Extracted data entries
================
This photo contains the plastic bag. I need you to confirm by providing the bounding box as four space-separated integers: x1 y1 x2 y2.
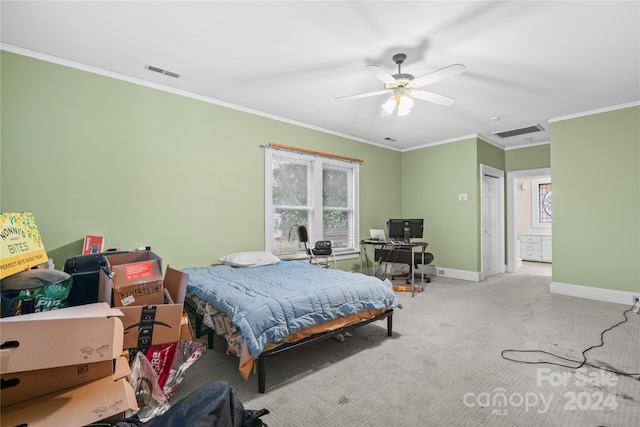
146 340 207 399
127 352 170 422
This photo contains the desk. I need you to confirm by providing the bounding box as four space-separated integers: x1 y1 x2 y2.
360 240 433 297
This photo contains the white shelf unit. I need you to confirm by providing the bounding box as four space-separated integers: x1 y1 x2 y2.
520 233 551 262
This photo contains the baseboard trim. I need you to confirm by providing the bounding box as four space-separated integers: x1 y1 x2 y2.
425 265 482 282
549 282 637 306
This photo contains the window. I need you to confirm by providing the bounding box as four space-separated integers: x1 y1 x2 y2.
531 178 553 228
265 148 359 258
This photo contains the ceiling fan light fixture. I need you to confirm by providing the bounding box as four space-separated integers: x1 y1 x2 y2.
382 96 398 115
398 96 413 116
================
> **WHAT TO PRODUCE**
Rewrite the material from its beginning up to and including the line with "265 148 359 258", replacing "desk" with "table" and keeping everything else the same. Omit the pictures from your answer.

> **TASK RESULT**
This photo contains the plastic bag. I need you to confirm by providing the bounding box as four space-separated integers: x1 y1 x2 y2.
146 340 207 399
127 352 170 422
This photo contains the table. I need you to confirm by providing the bounding box as four space-separated integers: x1 y1 x2 y2.
360 240 433 297
This photo contains the white shelf unit. I need you to confirm by providing the bounding box as four space-separated integers: x1 y1 x2 y2.
520 233 551 262
This photo contains the baseboard trim. I need you to confirm by providing the bounding box as four space-separated integers: x1 y1 x2 y2.
425 265 482 282
549 282 637 306
This photo contains the window. I need you to confirm by providing the bounding box as four space-separated integers: x1 y1 x2 y2.
531 178 553 228
265 148 359 258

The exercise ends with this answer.